= Source material =
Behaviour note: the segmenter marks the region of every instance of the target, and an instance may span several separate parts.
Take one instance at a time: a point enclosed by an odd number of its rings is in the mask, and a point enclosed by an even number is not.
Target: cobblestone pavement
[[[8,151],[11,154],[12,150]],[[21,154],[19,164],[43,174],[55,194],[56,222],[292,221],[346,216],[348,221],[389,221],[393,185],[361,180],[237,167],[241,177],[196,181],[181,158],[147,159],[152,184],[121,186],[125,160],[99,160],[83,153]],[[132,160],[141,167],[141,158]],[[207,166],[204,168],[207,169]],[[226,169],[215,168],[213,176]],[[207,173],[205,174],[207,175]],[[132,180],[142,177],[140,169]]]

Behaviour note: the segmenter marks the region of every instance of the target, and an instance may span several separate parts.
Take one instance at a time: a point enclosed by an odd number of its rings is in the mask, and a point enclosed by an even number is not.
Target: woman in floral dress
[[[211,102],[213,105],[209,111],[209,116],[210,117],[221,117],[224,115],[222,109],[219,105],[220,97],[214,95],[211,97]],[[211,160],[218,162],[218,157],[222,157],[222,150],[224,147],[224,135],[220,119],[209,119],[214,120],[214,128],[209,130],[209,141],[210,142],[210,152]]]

= Request =
Reproduce all of the material above line for line, with no changes.

= Result of this task =
Behaviour note: the segmenter marks the region of every instance of the target, and an instance may span several separate parts.
Take one instance at a time: a point enclosed by an odd number of its rings is in the mask, and a point enclosed by an even number is not.
Target: cobblestone pavement
[[[8,151],[11,154],[12,150]],[[21,154],[19,164],[43,174],[55,194],[56,222],[292,221],[346,216],[348,221],[389,221],[393,185],[361,180],[237,167],[241,177],[196,181],[181,158],[147,159],[152,184],[121,186],[125,160],[99,160],[83,153]],[[132,160],[141,167],[141,158]],[[207,166],[204,168],[207,169]],[[226,169],[215,168],[213,176]],[[207,173],[205,174],[207,175]],[[132,180],[142,177],[140,169]]]

Behaviour note: the segmenter marks the region of every instance of the target, and an instance may span several separate parts.
Take one instance at a time: a point enclosed by an odd number of its rings is in the mask, and a point enclosed by an even number is not.
Target: woman in floral dress
[[[211,102],[213,105],[209,111],[209,116],[210,117],[221,117],[224,115],[222,109],[219,105],[220,97],[214,95],[211,97]],[[211,160],[218,162],[218,157],[222,157],[222,150],[224,147],[224,135],[220,119],[209,119],[214,120],[214,128],[209,130],[209,141],[210,142],[210,152]]]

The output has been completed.